** Opening EXCERPTED PASSAGE block **
You can have my brussels sprouts and sauerkraut.


----------



## Chef Maloney (Dec 10, 2012)

PrincessFiona60 said:


> You can have my brussels sprouts and sauerkraut.


 
You're gonna hafta leave me a recipe please.


----------



## PrincessFiona60 (Dec 10, 2012)

Then again you can have them if it all turns out to be a hoax.  No recipe, fix them however you like.


----------



## vitauta (Dec 10, 2012)

PrincessFiona60 said:


> You can have my brussels sprouts and sauerkraut.





you got special plans for your cauliflower, pf?  what are you holding on to them for?


----------



## PrincessFiona60 (Dec 10, 2012)

vitauta said:


> you got special plans for your cauliflower, pf?  what are you holding on to them for?



That's up for grabs too!


----------



## Addie (Dec 10, 2012)

Andy M. said:


> I'm not worried because I'm not Mayan.


 
 Good one Andy.


----------



## Addie (Dec 10, 2012)

Only eight days left til surgery if I make it past 12/12/12. Does the fact that I am part Indian, not Mayan, count? Does that give me any special privileges? 

"I want to live! I want to live!", as said by Susan Hayward.


----------



## Barbara L (Dec 10, 2012)

Addie said:


> Only eight days left til surgery if I make it past 12/12/12. Does the fact that I am part Indian, not Mayan, count? Does that give me any special privileges?
> 
> "I want to live! I want to live!", as said by Susan Hayward.


I love that movie!


----------



## Kylie1969 (Dec 11, 2012)

pacanis said:


> Isn't the Mayan end of the world the 21st? You should still have a day then, Fi.
> And with Kylie being a day ahead of us, someone else can start the dinner thread


----------



## Chef Maloney (Dec 12, 2012)

*Happy 12/12/12 everyone!*

This is it! The one and only 12/12/12 this century!
Have a very happy 12/12/12 everyone!


----------



## vitauta (Dec 12, 2012)

typical american response to 12/12/12--turn it into another sale day.  twelve dollars, for twelve hours, 12 for the price of 6. lose 12 pounds in 12 days, and so on....


----------



## Chef Maloney (Dec 12, 2012)
** Closing EXCERPTED PASSAGE block **
> CHECK YOUR UNDERSTANDING:
1. In the forum thread about 12/12/12, how many days does Addie say are left until surgery?
2. Carry on the forum thread about 12/12/12 from its last line.
** Opening RECORDED INFORMATION block **
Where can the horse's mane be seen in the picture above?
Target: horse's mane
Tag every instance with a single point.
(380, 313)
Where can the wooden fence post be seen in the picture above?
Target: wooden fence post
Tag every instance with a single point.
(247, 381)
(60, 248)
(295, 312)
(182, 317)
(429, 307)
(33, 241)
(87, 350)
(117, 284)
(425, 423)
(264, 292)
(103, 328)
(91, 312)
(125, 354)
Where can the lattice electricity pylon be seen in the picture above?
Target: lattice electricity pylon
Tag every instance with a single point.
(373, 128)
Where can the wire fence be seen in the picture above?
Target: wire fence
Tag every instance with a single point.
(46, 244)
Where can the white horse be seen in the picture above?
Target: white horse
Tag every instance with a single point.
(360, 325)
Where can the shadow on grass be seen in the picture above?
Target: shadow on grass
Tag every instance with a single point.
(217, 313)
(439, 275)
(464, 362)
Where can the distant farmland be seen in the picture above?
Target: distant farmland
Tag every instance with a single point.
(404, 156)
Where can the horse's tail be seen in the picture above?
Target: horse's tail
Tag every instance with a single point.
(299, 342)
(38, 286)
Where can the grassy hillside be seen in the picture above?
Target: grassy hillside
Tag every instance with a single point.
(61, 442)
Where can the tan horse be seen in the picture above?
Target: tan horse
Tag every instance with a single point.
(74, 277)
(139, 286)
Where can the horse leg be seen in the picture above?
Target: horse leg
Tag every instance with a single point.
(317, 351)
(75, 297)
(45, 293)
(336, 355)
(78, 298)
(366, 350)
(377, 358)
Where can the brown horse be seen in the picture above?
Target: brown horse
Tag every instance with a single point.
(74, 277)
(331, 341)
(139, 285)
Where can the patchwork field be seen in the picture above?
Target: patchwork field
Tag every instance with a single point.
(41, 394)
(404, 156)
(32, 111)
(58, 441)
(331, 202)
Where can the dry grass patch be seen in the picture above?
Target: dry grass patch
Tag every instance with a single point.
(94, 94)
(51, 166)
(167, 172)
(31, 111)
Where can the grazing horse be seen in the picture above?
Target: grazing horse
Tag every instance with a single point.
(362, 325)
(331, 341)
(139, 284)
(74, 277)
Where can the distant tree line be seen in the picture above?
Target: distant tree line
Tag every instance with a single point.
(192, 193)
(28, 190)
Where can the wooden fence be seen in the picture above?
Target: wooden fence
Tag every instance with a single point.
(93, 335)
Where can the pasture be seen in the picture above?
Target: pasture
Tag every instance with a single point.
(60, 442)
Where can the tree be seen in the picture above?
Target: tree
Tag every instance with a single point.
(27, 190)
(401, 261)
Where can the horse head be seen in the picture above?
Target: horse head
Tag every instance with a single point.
** Closing RECORDED INFORMATION block **
> ANSWERS BY ITEM NUMBER:
1. Eight days.

2.
vitauta said:


> typical american response to 12/12/12--turn it into another sale day. twelve dollars, for twelve hours, 12 for the price of 6. lose 12 pounds in 12 days, and so on....


 
ya, it's that doggone free enterprise system at work again hehehe


----------



## Andy M. (Dec 12, 2012)

...and we all missed both 12:12:12s on 12/12/12


----------



## Chef Maloney (Dec 12, 2012)

I see on the news that a lot of people are getting married today.
They said normally 500 weddings a day.
Today 12/12/12/ there will be 7,000 weddings.


----------



## Andy M. (Dec 12, 2012)

Chef Maloney said:


> I see on the news that a lot of people are getting married today.
> They said normally 500 weddings a day.
> Today 12/12/12/ there will be 7,000 weddings.



I guess they think it will make a difference in the marriage.  Really?


----------



## LPBeier (Dec 12, 2012)

Andy M. said:


> I guess they think it will make a difference in the marriage.  Really?



If they are Mayan, maybe they think "oh good, if it doesn't work out I only have to be married for 9 days"


----------



## Snip 13 (Dec 12, 2012)

pacanis said:


> Isn't the Mayan end of the world the 21st? You should still have a day then, Fi.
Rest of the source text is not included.